Through the juxtaposition of the familiar and the unexpected, Luis Gispert reinvents the baroque drama, drawing from religious and pop cultural icons.
The second Baum Award was presented to Luis Gispert in 2003, with curatorial oversight by Heidi Zuckerman of the Berkeley Art Museum.
Gispert was born in New Jersey in 1972 to a family who had fled Cuba during the 1960s. Raised in Miami, Florida, his work is highly influenced by his early life, steeped in an era ruled by hip-hop and pop culture. Initially drawn to filmmaking, he received his Bachelor of Fine Art from the School of the Art Institute of Chicago before he pursued photography, earning a scholarship to the Master of Fine Arts program at Yale University.
Described as “at once baroque and surreal,” Gispert’s series, Urban Myth Pt. 1, earned him the 2003 Baum Award. The series features a signature juxtaposition of baroque composition and religious imagery with the social and material icons of pop culture, including cheerleaders, gaudy jewelry, and oversized boom boxes. In this body of work he weaves together notes of a patriarchal history with symbols of modern American culture composed in elaborately staged scenes.

• REQUIREMENT 1
In the passage on Luis Gispert, explain what earned him the 2003 Baum Award and what that work brings together.
• REQUIREMENT 2
Echo the passage on Luis Gispert word for word, everything from "Gispert was born" down to "at Yale University.".
• REQUIREMENT 3
Name every institution mentioned in the passage on Luis Gispert.

• DATA LINES
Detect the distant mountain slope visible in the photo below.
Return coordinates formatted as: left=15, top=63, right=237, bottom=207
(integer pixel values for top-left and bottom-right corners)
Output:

• WORKED SOLUTION 1
His series Urban Myth Pt. 1, described as "at once baroque and surreal," earned him the 2003 Baum Award. It juxtaposes baroque composition and religious imagery with the social and material icons of pop culture, including cheerleaders, gaudy jewelry, and oversized boom boxes.

• WORKED SOLUTION 2
Gispert was born in New Jersey in 1972 to a family who had fled Cuba during the 1960s. Raised in Miami, Florida, his work is highly influenced by his early life, steeped in an era ruled by hip-hop and pop culture. Initially drawn to filmmaking, he received his Bachelor of Fine Art from the School of the Art Institute of Chicago before he pursued photography, earning a scholarship to the Master of Fine Arts program at Yale University.

• WORKED SOLUTION 3
Berkeley Art Museum, School of the Art Institute of Chicago, Yale University